### Goal of the exercise
Render every line of the records below as a JSON list of strings, one string per line, with blank lines omitted. Leave the pictures out of the list.

------------------------------------------------------------

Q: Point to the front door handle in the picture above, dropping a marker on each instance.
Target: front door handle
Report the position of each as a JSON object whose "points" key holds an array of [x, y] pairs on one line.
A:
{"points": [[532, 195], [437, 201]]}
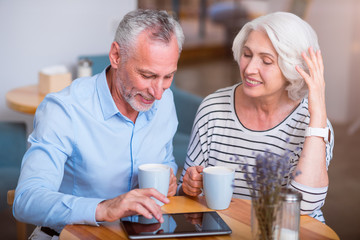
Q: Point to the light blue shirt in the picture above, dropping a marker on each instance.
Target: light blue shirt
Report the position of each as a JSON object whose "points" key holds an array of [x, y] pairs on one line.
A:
{"points": [[83, 151]]}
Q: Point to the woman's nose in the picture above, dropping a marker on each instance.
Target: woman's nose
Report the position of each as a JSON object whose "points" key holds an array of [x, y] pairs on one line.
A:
{"points": [[252, 66]]}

------------------------------------------------------------

### Written reply
[
  "Q: Point to the front door handle in the picture above, dropping a marker on each instance.",
  "Target: front door handle",
  "Report the position of each as a JSON object whose \"points\" key holds an array of [x, y] pairs on one line.",
  "A:",
  "{\"points\": [[532, 195], [437, 201]]}",
  "Q: Point to the light blue shirt in the picture above, dropping a marker on each instance.",
  "Target: light blue shirt",
  "Report the position of each as a JSON object whose \"points\" key holds an array of [x, y] pairs on one line.",
  "A:",
  "{\"points\": [[83, 151]]}",
  "Q: Point to the woman's nose in the picture above, dropping a marker on each instance.",
  "Target: woman's nose",
  "Report the position of each as a JSON object whose \"points\" key holds an array of [x, y] pairs on one line.",
  "A:",
  "{\"points\": [[252, 66]]}"
]